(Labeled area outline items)
----
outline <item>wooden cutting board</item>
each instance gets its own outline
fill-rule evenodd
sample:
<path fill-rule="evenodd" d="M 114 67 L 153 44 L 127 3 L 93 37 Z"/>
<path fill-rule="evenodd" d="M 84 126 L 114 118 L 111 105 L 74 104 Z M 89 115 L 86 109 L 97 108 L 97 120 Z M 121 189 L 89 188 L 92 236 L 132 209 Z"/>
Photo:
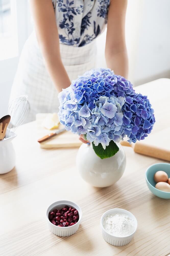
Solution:
<path fill-rule="evenodd" d="M 37 139 L 57 130 L 48 130 L 43 127 L 42 122 L 47 114 L 43 113 L 37 114 L 36 115 Z M 58 129 L 64 127 L 63 125 L 60 124 Z M 78 135 L 74 134 L 70 131 L 66 131 L 46 141 L 40 143 L 40 145 L 41 147 L 43 148 L 50 148 L 79 147 L 82 144 L 82 142 L 79 139 Z"/>

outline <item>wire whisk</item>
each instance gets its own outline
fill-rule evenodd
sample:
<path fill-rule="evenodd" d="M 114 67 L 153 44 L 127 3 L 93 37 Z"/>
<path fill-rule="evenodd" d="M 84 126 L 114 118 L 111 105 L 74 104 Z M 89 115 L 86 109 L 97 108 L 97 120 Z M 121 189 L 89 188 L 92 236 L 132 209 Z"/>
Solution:
<path fill-rule="evenodd" d="M 27 95 L 21 95 L 14 99 L 8 107 L 8 114 L 11 116 L 11 120 L 7 131 L 6 138 L 10 136 L 11 132 L 14 132 L 22 124 L 30 112 L 30 104 Z"/>

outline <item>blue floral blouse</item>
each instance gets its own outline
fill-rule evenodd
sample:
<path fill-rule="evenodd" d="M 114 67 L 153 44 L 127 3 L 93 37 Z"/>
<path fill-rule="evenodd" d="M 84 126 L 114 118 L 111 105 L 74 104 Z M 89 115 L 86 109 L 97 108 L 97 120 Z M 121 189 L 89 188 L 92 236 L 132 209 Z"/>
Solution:
<path fill-rule="evenodd" d="M 83 46 L 103 31 L 110 0 L 52 0 L 60 42 Z"/>

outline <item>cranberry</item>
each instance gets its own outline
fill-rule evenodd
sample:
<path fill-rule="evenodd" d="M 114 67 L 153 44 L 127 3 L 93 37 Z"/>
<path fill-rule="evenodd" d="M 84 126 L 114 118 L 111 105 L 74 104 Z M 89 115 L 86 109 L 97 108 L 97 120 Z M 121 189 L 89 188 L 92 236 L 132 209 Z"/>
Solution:
<path fill-rule="evenodd" d="M 72 226 L 77 223 L 79 217 L 76 209 L 66 205 L 60 210 L 54 209 L 50 212 L 48 218 L 54 225 L 65 227 Z"/>
<path fill-rule="evenodd" d="M 62 225 L 63 227 L 65 227 L 66 225 L 66 222 L 63 222 L 62 223 Z"/>
<path fill-rule="evenodd" d="M 68 218 L 68 221 L 69 222 L 72 222 L 72 218 L 71 218 L 71 217 L 69 217 L 69 218 Z"/>
<path fill-rule="evenodd" d="M 52 215 L 53 216 L 54 216 L 54 215 L 55 215 L 55 214 L 53 211 L 51 211 L 50 213 L 50 215 Z"/>
<path fill-rule="evenodd" d="M 65 219 L 67 218 L 67 215 L 66 212 L 64 214 L 64 218 Z"/>
<path fill-rule="evenodd" d="M 60 220 L 60 218 L 59 216 L 57 216 L 57 217 L 55 217 L 55 219 L 56 220 L 58 220 L 58 221 L 59 221 Z"/>
<path fill-rule="evenodd" d="M 67 214 L 67 216 L 68 216 L 69 217 L 72 217 L 73 216 L 73 214 L 72 211 L 70 213 L 68 213 Z"/>
<path fill-rule="evenodd" d="M 78 214 L 78 211 L 77 210 L 76 210 L 74 212 L 74 215 L 77 215 Z"/>
<path fill-rule="evenodd" d="M 49 214 L 49 215 L 48 215 L 48 218 L 50 220 L 51 220 L 53 218 L 53 216 L 52 215 L 50 215 L 50 214 Z"/>
<path fill-rule="evenodd" d="M 61 216 L 61 214 L 60 213 L 59 213 L 59 212 L 57 212 L 57 213 L 56 214 L 56 216 Z"/>
<path fill-rule="evenodd" d="M 72 219 L 73 220 L 76 220 L 78 218 L 78 215 L 76 215 L 76 216 L 75 216 L 74 215 L 72 217 Z"/>
<path fill-rule="evenodd" d="M 67 211 L 67 209 L 66 208 L 62 208 L 62 210 L 63 211 Z"/>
----
◆ **Exercise directions**: Each entry should be repeated exactly as it appears; the pictures stay out.

◆ **Task answer**:
outline <item>wooden cutting board</item>
each instance gets its own outline
fill-rule evenodd
sample:
<path fill-rule="evenodd" d="M 114 67 L 153 44 L 127 3 L 93 37 Z"/>
<path fill-rule="evenodd" d="M 84 126 L 114 118 L 111 105 L 74 104 Z M 89 115 L 86 109 L 97 108 L 97 120 Z M 121 189 L 89 188 L 92 236 L 132 209 Z"/>
Photo:
Solution:
<path fill-rule="evenodd" d="M 37 139 L 57 130 L 48 130 L 43 127 L 42 122 L 47 114 L 43 113 L 37 114 L 36 115 Z M 58 129 L 64 127 L 63 125 L 60 124 Z M 78 135 L 74 134 L 70 131 L 66 131 L 46 141 L 40 143 L 40 145 L 41 147 L 43 148 L 50 148 L 79 147 L 82 144 L 82 142 L 79 139 Z"/>

outline <item>wire whisk</item>
each instance gets its own outline
fill-rule evenodd
sample:
<path fill-rule="evenodd" d="M 114 67 L 153 44 L 127 3 L 93 37 Z"/>
<path fill-rule="evenodd" d="M 84 126 L 114 118 L 111 105 L 74 104 Z M 89 115 L 86 109 L 97 108 L 97 120 Z M 121 189 L 89 188 L 92 236 L 132 209 Z"/>
Solution:
<path fill-rule="evenodd" d="M 27 95 L 21 95 L 14 99 L 8 107 L 8 114 L 11 116 L 11 120 L 7 131 L 6 138 L 10 136 L 11 132 L 14 132 L 22 124 L 30 112 L 30 104 Z"/>

outline <item>blue floral blouse</item>
each instance gets its own outline
fill-rule evenodd
sample:
<path fill-rule="evenodd" d="M 114 67 L 153 44 L 127 3 L 93 37 Z"/>
<path fill-rule="evenodd" d="M 84 126 L 114 118 L 111 105 L 74 104 Z M 89 115 L 86 109 L 97 108 L 97 120 Z M 121 189 L 89 188 L 92 236 L 132 209 Z"/>
Solution:
<path fill-rule="evenodd" d="M 83 46 L 103 31 L 110 0 L 52 0 L 60 42 Z"/>

outline <item>cranberry</item>
each instance gets its own outline
fill-rule evenodd
sample:
<path fill-rule="evenodd" d="M 114 67 L 153 44 L 127 3 L 93 37 Z"/>
<path fill-rule="evenodd" d="M 84 126 L 114 118 L 111 105 L 74 104 Z M 89 115 L 86 109 L 97 108 L 97 120 Z M 121 189 L 89 188 L 92 236 L 132 209 Z"/>
Solution:
<path fill-rule="evenodd" d="M 72 226 L 77 223 L 79 217 L 76 209 L 66 205 L 60 210 L 54 209 L 50 212 L 48 218 L 54 225 L 65 227 Z"/>
<path fill-rule="evenodd" d="M 62 225 L 63 227 L 65 227 L 66 225 L 66 222 L 63 222 L 62 223 Z"/>
<path fill-rule="evenodd" d="M 68 218 L 68 221 L 69 222 L 72 222 L 72 218 L 71 218 L 71 217 L 69 217 L 69 218 Z"/>
<path fill-rule="evenodd" d="M 52 215 L 53 216 L 54 216 L 54 215 L 55 215 L 55 214 L 53 211 L 51 211 L 50 213 L 50 215 Z"/>
<path fill-rule="evenodd" d="M 65 219 L 67 218 L 67 215 L 66 212 L 64 214 L 64 218 Z"/>
<path fill-rule="evenodd" d="M 60 220 L 60 218 L 59 216 L 57 216 L 57 217 L 55 217 L 55 219 L 56 220 L 58 220 L 58 221 L 59 221 Z"/>
<path fill-rule="evenodd" d="M 67 214 L 67 216 L 68 216 L 69 217 L 72 217 L 73 216 L 73 214 L 72 211 L 70 213 L 68 213 Z"/>
<path fill-rule="evenodd" d="M 78 214 L 78 211 L 77 210 L 76 210 L 74 212 L 74 215 L 77 215 Z"/>
<path fill-rule="evenodd" d="M 49 214 L 49 215 L 48 215 L 48 218 L 50 220 L 51 220 L 53 218 L 53 216 L 52 215 L 50 215 L 50 214 Z"/>
<path fill-rule="evenodd" d="M 61 216 L 61 214 L 60 213 L 59 213 L 59 212 L 57 212 L 57 213 L 56 214 L 56 216 Z"/>
<path fill-rule="evenodd" d="M 72 219 L 73 220 L 76 220 L 78 218 L 78 215 L 76 215 L 76 216 L 75 216 L 74 215 L 72 217 Z"/>
<path fill-rule="evenodd" d="M 67 211 L 67 209 L 66 208 L 62 208 L 62 210 L 63 211 Z"/>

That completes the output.